Texte retenu:

○ ○ ○ ○ ○

La grande hétérogénéité des questions traitées, leur plus ou moins grande pertinence, l’apport ponctuel de spécialistes, du Laboratoire Central des Ponts et Chaussées par exemple, et, parfois, des éléments plus conjoncturels, expliquent largement pourquoi la lecture des rapports rendus en conclusion par les divers sous-groupes paraissent d’un intérêt bien inégal. Ainsi en est-il des assurances, groupe à l’intérieur duquel « la discussion a été franche et ouverte » (compte-rendu de la Commission, 30 juin 1982, p. 4). Elle l’était sans doute d’autant plus qu’elle se produisait quelques mois après le lancement, par la FFMC, de la souscription qui devait permettre la constitution du dépôt de garantie grâce auquel, en septembre 1983, la mutuelle d’assurance du mouvement motard verra le jour. Réponse de la FFMC à la forte hausse des cotisations d’assurance qui avait suivi la libération des tarifs, en 1979, la création de cette mutuelle vidait ainsi le débat de sa substance. Aussi le rapport final du groupe Assurances, extrêmement concis, se limite-t-il à un plaidoyer pro domo des sociétés d’assurance, en réponse aux griefs qui leur était adressés par la FFMC. Pour celle-ci, et pour Jean-Marc Maldonado, les primes majorées dont devaient s’acquitter les jeunes conducteurs, avec comme conséquence un défaut d’assurance significatif, représentaient un axe de revendications majeur, exemplaire de la politique « anti-jeunes » que le porte-parole de la FFMC associait au pouvoir giscardien. En réponse, le rapport du groupe de travail justifiait le montant de ces primes par une « qualité du risque (…) bien inférieure à (celle) d’une personne plus expérimentée », et contestait les chiffres avancés par la FFMC selon laquelle on trouvait chez les jeunes conducteurs « 20 % de non-assurés ».

○ ○ ○ ○ ○

Données fournies:
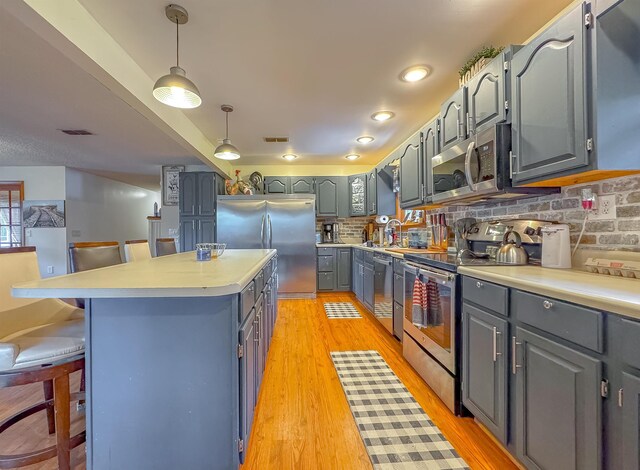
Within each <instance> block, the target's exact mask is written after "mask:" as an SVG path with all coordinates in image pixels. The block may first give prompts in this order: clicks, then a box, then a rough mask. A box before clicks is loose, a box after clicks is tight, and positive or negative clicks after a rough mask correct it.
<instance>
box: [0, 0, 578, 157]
mask: <svg viewBox="0 0 640 470" xmlns="http://www.w3.org/2000/svg"><path fill="white" fill-rule="evenodd" d="M179 1H180V4H181V5H182V6H184V7H185V8H186V9H187V10H188V11H189V14H190V20H189V22H188V23H187V24H186V25H184V26H182V27H181V30H180V38H181V41H180V42H181V65H182V66H183V67H184V68H185V70H186V71H187V76H188V77H189V78H191V79H192V80H193V81H194V82H195V83H196V85H197V86H198V87H199V88H200V91H201V94H202V97H203V101H204V103H203V105H202V106H201V107H200V108H198V109H195V110H186V111H185V114H186V115H187V116H188V118H189V119H191V120H192V121H193V122H194V123H195V124H196V125H197V126H198V127H199V128H200V129H201V130H202V132H203V133H204V134H205V135H206V136H207V138H209V140H211V141H212V142H215V141H216V140H217V139H220V138H222V137H223V133H224V115H223V113H222V112H221V111H220V109H219V107H220V105H221V104H223V103H228V104H232V105H233V106H235V108H236V110H235V111H234V113H233V114H232V115H231V116H230V127H231V133H230V134H231V139H232V142H233V143H234V144H235V145H236V146H237V147H238V148H239V149H240V151H241V153H242V154H243V158H242V160H240V161H239V162H238V163H241V164H243V165H247V164H271V163H273V164H282V163H284V161H283V160H282V159H281V158H280V156H281V155H282V154H283V153H285V152H289V151H293V152H295V153H297V154H299V155H300V158H299V159H298V160H297V161H296V162H299V163H300V164H303V163H304V164H328V165H335V164H341V165H343V164H346V161H345V160H344V158H343V156H344V155H345V154H347V153H349V152H352V151H356V152H358V153H360V154H361V155H362V156H363V158H362V159H360V160H358V162H357V163H358V164H362V163H371V164H375V163H377V162H378V161H379V160H380V159H382V158H383V157H384V156H386V155H387V154H388V153H389V152H390V151H391V150H393V149H394V148H395V147H396V146H397V145H399V144H400V143H401V142H402V141H403V140H404V139H406V138H407V137H409V135H410V134H412V133H413V132H414V131H416V130H417V129H418V127H419V126H420V125H421V124H423V123H425V122H426V121H427V119H429V118H430V117H431V116H433V115H434V114H436V113H437V109H438V106H439V104H440V103H441V102H442V101H443V100H444V99H445V98H446V97H447V96H448V95H449V93H451V92H452V91H453V90H454V89H455V88H457V70H458V69H459V68H460V66H461V65H462V64H463V63H464V62H465V61H466V60H467V59H468V58H469V57H470V56H471V55H472V54H473V53H474V52H475V51H476V50H478V49H479V48H480V47H482V46H483V45H488V44H494V45H504V44H509V43H517V42H522V41H524V40H525V39H526V38H528V37H529V36H531V35H532V34H533V33H534V32H535V31H536V30H538V29H539V28H540V27H541V26H543V25H544V24H545V23H546V22H547V21H548V20H549V19H550V18H552V17H553V16H554V15H556V14H557V13H558V12H559V11H560V10H562V9H563V8H564V7H565V6H566V5H568V4H569V3H571V2H570V0H509V1H504V0H348V1H345V0H322V1H315V2H310V1H300V0H260V1H255V2H247V1H242V0H215V1H212V0H179ZM80 2H81V4H83V5H84V6H85V8H86V9H87V10H88V11H89V13H90V14H91V15H92V16H93V17H94V18H95V19H96V20H97V21H98V22H99V23H100V24H101V25H102V26H103V27H104V28H105V30H106V31H107V32H108V33H109V34H110V35H111V36H112V37H113V38H114V40H116V41H117V42H118V43H119V44H120V45H121V47H122V48H123V49H125V50H126V51H127V52H128V53H129V54H130V55H131V57H132V58H133V59H134V60H135V61H136V62H137V63H138V64H139V65H140V66H141V67H142V69H143V70H144V71H145V72H146V73H147V74H148V75H149V76H150V77H153V78H154V79H155V78H158V77H160V76H161V75H164V74H166V73H168V69H169V67H170V66H172V65H174V59H175V28H174V27H173V26H172V25H171V24H170V23H169V21H168V20H167V19H166V17H165V13H164V7H165V5H166V4H167V3H168V2H167V0H136V1H131V0H111V1H108V2H105V1H104V0H80ZM4 63H6V62H4ZM414 64H428V65H429V66H430V67H431V68H432V70H433V73H432V75H431V76H430V77H429V78H428V79H427V80H425V81H423V82H419V83H414V84H407V83H404V82H401V81H400V80H399V79H398V75H399V73H400V71H401V70H403V69H404V68H406V67H408V66H411V65H414ZM52 66H53V64H52ZM103 91H104V90H103ZM149 93H151V90H149ZM380 109H389V110H392V111H394V112H395V113H396V115H397V116H396V118H395V119H393V120H392V121H389V122H387V123H376V122H374V121H372V120H371V119H370V115H371V114H372V113H373V112H374V111H376V110H380ZM364 134H369V135H373V136H374V137H375V138H376V141H375V142H374V143H373V144H370V145H369V146H367V147H358V146H357V144H356V143H355V138H356V137H358V136H360V135H364ZM264 136H288V137H290V139H291V143H290V144H289V145H287V144H266V143H264V142H263V141H262V138H263V137H264ZM136 138H137V137H136ZM109 150H112V149H109ZM148 150H149V153H153V152H151V148H150V149H148ZM154 150H155V148H154ZM168 156H169V155H167V157H168ZM294 164H295V163H294ZM115 166H117V165H114V167H115Z"/></svg>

○ ○ ○ ○ ○

Tâches demandées:
- a) Réécrivez sous forme de liste le paragraphe du texte retenu commençant par « La grande hétérogénéité des questions traitées », en conservant ses faits principaux.
- b) Relevez toutes les dates mentionnées dans le texte retenu, en indiquant pour chacune l'événement auquel elle se rapporte.
- c) Répondez aux questions suivantes à partir du texte retenu :
(i) Quel organisme le texte cite-t-il en exemple de l'apport ponctuel de spécialistes ?
(ii) Quelle mesure, prise en 1979, avait entraîné une forte hausse des cotisations d'assurance ?
(iii) Quelle proportion de non-assurés la FFMC avançait-elle chez les jeunes conducteurs ?

Réponses numérotées:
- a)
- L'intérêt des rapports des sous-groupes est inégal, en raison de la diversité des questions, de leur pertinence variable, de l'apport ponctuel de spécialistes et de facteurs conjoncturels.
- Au sein du groupe Assurances, la discussion a été « franche et ouverte » (compte-rendu de la Commission, 30 juin 1982).
- Quelques mois plus tôt, la FFMC avait lancé une souscription pour constituer un dépôt de garantie, qui a permis la création de la mutuelle d'assurance des motards en septembre 1983.
- Cette mutuelle répondait à la forte hausse des cotisations qui avait suivi la libération des tarifs en 1979 et vidait le débat de sa substance.
- Le rapport final du groupe Assurances, très concis, se borne à défendre les sociétés d'assurance face aux griefs de la FFMC.
- Pour la FFMC et Jean-Marc Maldonado, les primes majorées des jeunes conducteurs entraînaient un important défaut d'assurance et illustraient une politique « anti-jeunes » associée au pouvoir giscardien.
- Le rapport justifiait ces primes par une « qualité du risque » inférieure chez les jeunes et contestait le chiffre de « 20 % de non-assurés » avancé par la FFMC.

- b)
- 30 juin 1982 : compte-rendu de la Commission
- Septembre 1983 : naissance de la mutuelle d'assurance du mouvement motard
- 1979 : libération des tarifs

- c)
(i) Le Laboratoire Central des Ponts et Chaussées.
(ii) La libération des tarifs.
(iii) 20 %.